[Stored entries]
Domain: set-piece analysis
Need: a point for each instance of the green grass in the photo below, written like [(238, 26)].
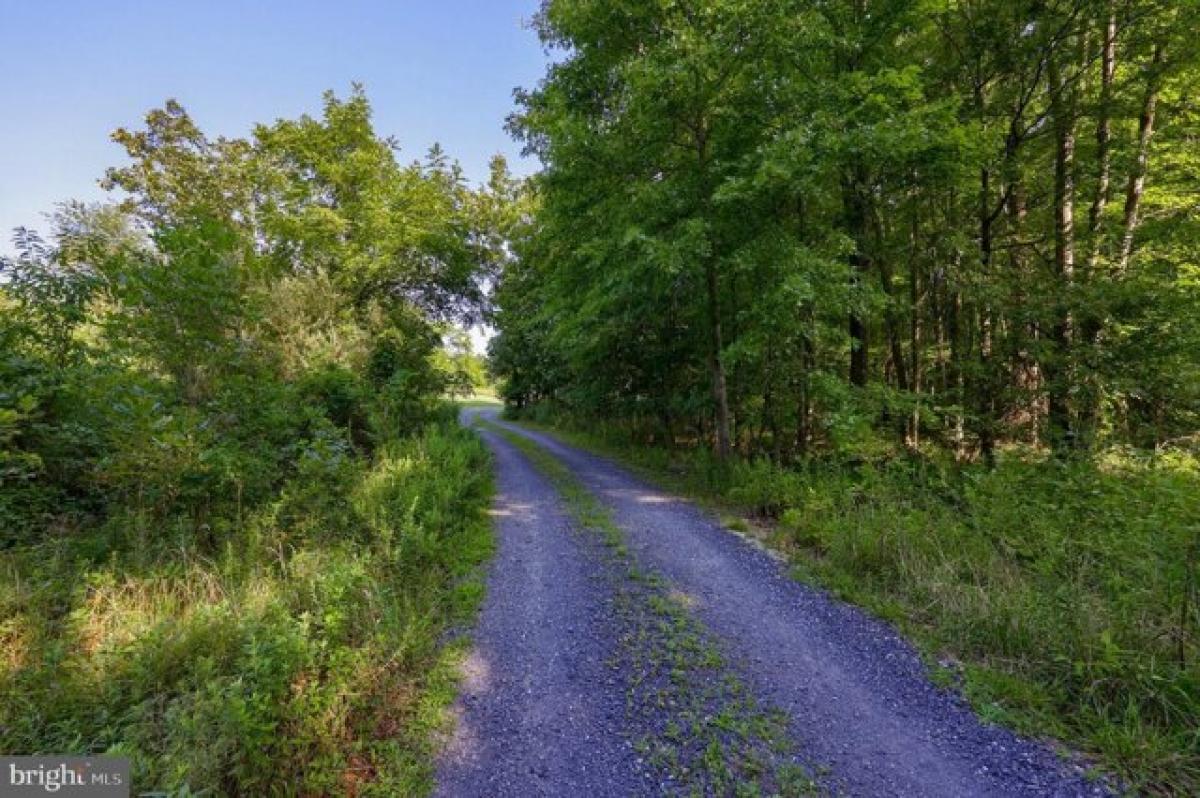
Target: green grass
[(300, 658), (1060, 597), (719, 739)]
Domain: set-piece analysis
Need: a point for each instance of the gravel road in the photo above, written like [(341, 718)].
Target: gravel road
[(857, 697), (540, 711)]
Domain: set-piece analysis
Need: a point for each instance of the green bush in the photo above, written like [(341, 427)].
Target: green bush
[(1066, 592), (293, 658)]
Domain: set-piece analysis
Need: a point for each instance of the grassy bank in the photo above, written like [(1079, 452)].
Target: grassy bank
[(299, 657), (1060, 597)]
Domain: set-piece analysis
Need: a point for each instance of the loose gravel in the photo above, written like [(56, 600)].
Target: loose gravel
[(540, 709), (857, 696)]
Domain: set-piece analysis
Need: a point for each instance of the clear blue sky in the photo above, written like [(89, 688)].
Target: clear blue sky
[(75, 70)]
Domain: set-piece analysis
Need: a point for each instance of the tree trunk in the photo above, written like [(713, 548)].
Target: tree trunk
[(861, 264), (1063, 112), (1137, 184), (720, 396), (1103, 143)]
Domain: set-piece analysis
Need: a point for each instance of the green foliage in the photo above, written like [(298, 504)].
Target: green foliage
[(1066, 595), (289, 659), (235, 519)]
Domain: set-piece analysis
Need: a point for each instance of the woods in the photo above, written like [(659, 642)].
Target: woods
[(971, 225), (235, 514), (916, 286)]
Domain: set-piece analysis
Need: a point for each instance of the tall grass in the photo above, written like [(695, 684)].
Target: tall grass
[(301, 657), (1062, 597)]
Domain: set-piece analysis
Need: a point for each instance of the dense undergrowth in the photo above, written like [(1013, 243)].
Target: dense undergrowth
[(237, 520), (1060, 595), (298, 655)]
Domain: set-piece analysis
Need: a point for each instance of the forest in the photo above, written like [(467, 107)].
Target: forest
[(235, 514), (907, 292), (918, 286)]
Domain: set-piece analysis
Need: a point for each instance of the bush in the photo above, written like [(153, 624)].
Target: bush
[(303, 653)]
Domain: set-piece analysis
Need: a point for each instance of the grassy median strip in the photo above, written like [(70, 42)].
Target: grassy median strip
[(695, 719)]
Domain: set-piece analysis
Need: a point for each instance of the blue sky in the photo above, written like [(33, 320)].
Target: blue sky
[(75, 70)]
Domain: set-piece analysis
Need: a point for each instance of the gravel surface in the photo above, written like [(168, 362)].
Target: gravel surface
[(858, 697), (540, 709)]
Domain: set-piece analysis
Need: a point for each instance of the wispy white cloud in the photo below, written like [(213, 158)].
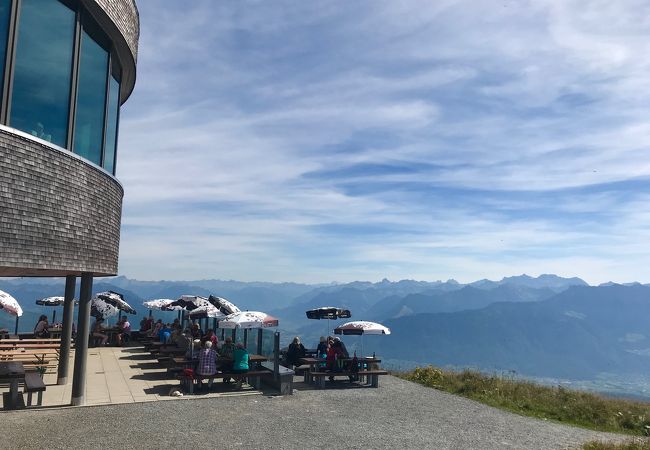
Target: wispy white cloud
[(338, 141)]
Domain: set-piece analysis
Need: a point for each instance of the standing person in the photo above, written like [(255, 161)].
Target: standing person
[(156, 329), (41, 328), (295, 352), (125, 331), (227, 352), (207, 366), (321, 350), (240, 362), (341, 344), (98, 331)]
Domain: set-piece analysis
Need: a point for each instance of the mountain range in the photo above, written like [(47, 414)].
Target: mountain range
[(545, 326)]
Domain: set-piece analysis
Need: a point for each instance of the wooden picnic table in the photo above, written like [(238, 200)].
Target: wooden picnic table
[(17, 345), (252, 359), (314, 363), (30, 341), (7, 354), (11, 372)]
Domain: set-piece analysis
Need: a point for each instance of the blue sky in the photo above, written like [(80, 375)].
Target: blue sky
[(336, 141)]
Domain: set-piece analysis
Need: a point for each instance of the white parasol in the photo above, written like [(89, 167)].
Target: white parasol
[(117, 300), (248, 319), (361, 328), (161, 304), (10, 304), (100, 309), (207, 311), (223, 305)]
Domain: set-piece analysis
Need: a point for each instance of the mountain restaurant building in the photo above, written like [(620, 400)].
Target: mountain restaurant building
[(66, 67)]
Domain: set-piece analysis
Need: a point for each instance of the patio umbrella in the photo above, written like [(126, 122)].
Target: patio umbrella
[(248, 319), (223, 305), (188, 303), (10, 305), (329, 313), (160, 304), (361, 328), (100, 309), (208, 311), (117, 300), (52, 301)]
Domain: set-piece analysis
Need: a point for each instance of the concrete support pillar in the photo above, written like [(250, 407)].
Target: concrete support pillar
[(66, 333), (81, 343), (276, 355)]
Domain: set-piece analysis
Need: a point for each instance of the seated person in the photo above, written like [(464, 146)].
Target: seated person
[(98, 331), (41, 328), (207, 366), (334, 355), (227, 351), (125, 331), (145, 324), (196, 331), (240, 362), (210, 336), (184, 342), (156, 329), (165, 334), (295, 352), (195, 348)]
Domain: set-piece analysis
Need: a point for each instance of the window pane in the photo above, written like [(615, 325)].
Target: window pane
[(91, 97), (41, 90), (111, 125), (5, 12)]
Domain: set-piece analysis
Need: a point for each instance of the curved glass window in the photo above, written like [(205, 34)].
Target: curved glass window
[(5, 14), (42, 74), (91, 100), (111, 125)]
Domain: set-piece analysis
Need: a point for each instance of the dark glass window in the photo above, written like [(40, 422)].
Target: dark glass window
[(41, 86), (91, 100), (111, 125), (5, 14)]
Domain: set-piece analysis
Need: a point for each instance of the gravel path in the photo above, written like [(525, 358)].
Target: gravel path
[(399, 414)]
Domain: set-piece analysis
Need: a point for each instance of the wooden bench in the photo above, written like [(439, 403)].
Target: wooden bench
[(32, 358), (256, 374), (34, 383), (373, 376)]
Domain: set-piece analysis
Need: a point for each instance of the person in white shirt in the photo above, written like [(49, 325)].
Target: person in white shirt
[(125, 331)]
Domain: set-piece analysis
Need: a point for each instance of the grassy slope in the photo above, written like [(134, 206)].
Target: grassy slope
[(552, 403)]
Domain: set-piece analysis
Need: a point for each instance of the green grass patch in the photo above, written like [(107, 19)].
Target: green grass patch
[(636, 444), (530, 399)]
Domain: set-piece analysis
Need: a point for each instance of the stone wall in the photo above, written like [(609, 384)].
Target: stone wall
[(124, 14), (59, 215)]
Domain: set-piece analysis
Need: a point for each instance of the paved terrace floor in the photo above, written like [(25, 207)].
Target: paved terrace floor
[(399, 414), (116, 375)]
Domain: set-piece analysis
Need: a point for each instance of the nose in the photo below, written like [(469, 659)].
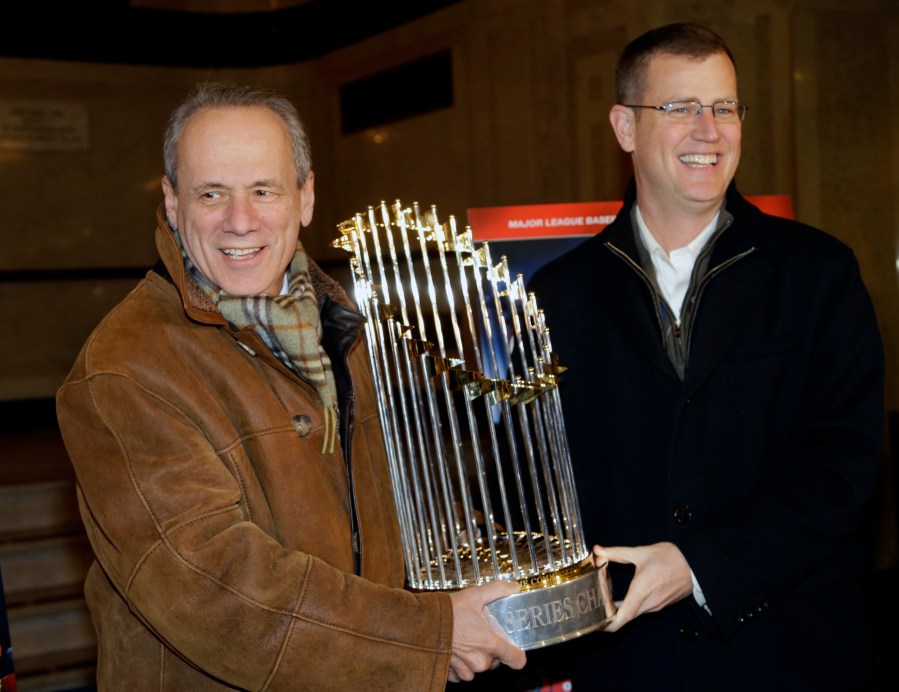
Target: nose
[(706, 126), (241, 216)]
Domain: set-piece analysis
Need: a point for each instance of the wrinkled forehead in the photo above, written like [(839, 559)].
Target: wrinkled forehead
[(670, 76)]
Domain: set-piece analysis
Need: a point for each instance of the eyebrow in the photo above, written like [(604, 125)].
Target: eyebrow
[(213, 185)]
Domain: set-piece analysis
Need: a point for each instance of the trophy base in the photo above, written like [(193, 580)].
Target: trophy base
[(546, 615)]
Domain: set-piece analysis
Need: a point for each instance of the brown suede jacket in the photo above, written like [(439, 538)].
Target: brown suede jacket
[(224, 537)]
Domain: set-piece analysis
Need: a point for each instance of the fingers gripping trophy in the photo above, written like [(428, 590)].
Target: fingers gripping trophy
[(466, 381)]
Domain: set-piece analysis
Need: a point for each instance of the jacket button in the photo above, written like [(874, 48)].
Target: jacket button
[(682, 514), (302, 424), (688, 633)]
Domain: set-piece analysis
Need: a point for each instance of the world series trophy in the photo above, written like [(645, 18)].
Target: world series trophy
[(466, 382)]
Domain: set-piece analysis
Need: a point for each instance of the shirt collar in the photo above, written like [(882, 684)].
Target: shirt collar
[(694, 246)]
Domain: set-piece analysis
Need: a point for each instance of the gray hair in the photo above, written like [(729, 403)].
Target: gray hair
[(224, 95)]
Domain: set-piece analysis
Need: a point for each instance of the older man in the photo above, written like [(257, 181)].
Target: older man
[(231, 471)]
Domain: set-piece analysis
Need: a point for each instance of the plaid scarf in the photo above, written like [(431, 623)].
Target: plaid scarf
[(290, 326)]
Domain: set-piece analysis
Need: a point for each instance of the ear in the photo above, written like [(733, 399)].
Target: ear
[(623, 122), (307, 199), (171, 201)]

* YOUR GOAL
Pull out each line from the entries above that contains the string "restaurant". The match is case-sensitive.

* WORKED SOLUTION
Need: a point for each instance of the mountain restaurant building in the photo above, written like [(620, 400)].
Target: mountain restaurant building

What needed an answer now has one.